**OBJECTIVE:** Reproduce every line from the one containing "the mahogany cabinet" through the end of the rows, requests included. In the answers, shift each x and y coordinate up by 133.

**EXTRACTED ENTRIES:**
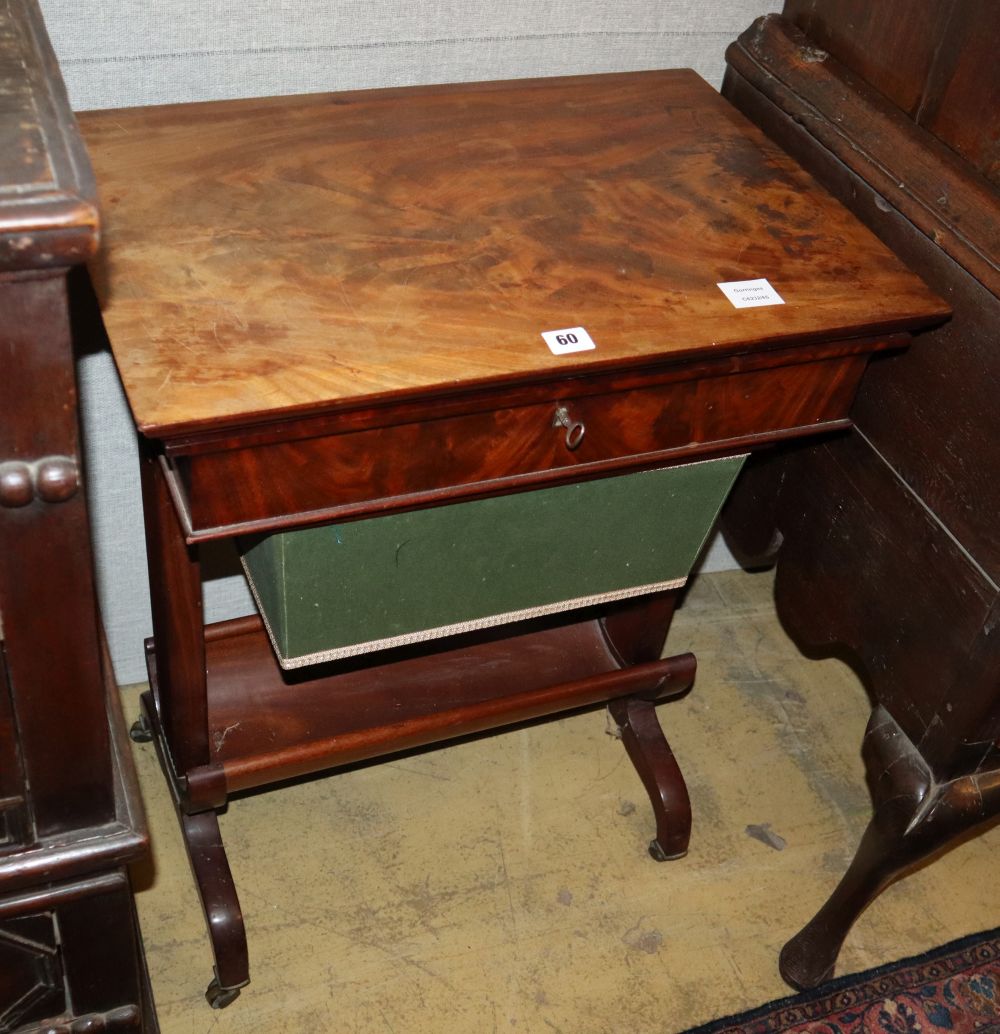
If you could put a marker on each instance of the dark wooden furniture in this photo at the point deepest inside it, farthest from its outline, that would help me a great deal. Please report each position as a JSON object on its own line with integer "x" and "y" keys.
{"x": 888, "y": 546}
{"x": 330, "y": 307}
{"x": 70, "y": 816}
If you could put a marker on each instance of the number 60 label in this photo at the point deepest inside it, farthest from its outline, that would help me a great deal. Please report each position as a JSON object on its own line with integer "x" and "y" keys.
{"x": 571, "y": 339}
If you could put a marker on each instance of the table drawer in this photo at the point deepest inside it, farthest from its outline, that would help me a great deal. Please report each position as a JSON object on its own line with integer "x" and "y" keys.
{"x": 368, "y": 469}
{"x": 342, "y": 589}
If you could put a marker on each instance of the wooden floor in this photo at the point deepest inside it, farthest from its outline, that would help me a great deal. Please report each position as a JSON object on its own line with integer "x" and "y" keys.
{"x": 503, "y": 884}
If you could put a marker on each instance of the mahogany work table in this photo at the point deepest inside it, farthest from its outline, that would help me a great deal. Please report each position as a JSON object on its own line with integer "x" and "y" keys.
{"x": 328, "y": 314}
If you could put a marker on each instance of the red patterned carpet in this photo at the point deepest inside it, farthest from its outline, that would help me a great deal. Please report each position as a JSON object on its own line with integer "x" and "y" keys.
{"x": 955, "y": 989}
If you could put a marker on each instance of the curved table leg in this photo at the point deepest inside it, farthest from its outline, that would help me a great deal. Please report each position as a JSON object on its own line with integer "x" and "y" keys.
{"x": 649, "y": 752}
{"x": 214, "y": 880}
{"x": 914, "y": 817}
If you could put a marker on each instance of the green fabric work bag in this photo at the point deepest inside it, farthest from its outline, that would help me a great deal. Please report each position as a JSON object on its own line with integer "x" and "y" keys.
{"x": 343, "y": 589}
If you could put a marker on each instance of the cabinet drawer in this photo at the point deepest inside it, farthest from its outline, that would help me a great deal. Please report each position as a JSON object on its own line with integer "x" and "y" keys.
{"x": 342, "y": 589}
{"x": 374, "y": 468}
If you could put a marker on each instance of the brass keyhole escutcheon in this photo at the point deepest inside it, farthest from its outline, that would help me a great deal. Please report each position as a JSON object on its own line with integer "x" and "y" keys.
{"x": 574, "y": 428}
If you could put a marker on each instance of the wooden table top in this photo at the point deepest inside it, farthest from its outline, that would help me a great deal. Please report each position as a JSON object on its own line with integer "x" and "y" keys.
{"x": 271, "y": 256}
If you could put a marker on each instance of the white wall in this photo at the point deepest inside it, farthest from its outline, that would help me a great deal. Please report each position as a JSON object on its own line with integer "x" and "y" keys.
{"x": 118, "y": 53}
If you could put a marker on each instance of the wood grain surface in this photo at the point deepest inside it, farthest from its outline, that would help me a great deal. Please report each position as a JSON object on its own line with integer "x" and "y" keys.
{"x": 285, "y": 255}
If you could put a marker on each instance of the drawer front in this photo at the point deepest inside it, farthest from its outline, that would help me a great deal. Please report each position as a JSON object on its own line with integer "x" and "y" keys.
{"x": 342, "y": 589}
{"x": 359, "y": 468}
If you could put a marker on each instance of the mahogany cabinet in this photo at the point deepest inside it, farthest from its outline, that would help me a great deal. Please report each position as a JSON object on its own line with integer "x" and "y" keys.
{"x": 886, "y": 540}
{"x": 352, "y": 325}
{"x": 70, "y": 816}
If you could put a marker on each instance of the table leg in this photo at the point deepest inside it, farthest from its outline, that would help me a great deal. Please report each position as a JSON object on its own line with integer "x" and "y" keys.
{"x": 213, "y": 880}
{"x": 660, "y": 772}
{"x": 175, "y": 580}
{"x": 914, "y": 817}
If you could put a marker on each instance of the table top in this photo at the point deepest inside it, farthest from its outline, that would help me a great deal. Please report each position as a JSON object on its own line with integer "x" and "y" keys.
{"x": 268, "y": 257}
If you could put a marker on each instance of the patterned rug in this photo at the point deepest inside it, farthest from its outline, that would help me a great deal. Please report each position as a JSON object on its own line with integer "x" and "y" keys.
{"x": 953, "y": 989}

**FULL SOLUTION:**
If you could put a marker on each instance of the mahogany cabinet in this photo at the point deepest inside it, farthest from its outline, that would help me a great deal. Please report each position as a JSON object on its own line with integer "x" and "y" keys.
{"x": 1019, "y": 673}
{"x": 485, "y": 458}
{"x": 203, "y": 949}
If you could put a marker on each instance of the table leg in this photo at the point deepest inside it, farthest from its outline, that would help me a great deal. Please report each position as a JSON object on its own line with integer "x" and "y" keys.
{"x": 346, "y": 1013}
{"x": 793, "y": 905}
{"x": 308, "y": 713}
{"x": 1047, "y": 950}
If you could put a marker on each instance of the table top in this photo at the point deepest inside it, farthest from its outline, that would help me a great deal. Please report each position as a JSON object on its own line with integer "x" and "y" keys.
{"x": 401, "y": 390}
If you could put a marker on each instance of the patterned rug in this photo at the point deepest inside it, farthest from its outline, that would help me a great deal. Please report each position as a JSON object on its own line with integer "x" and "y" keys.
{"x": 1086, "y": 1122}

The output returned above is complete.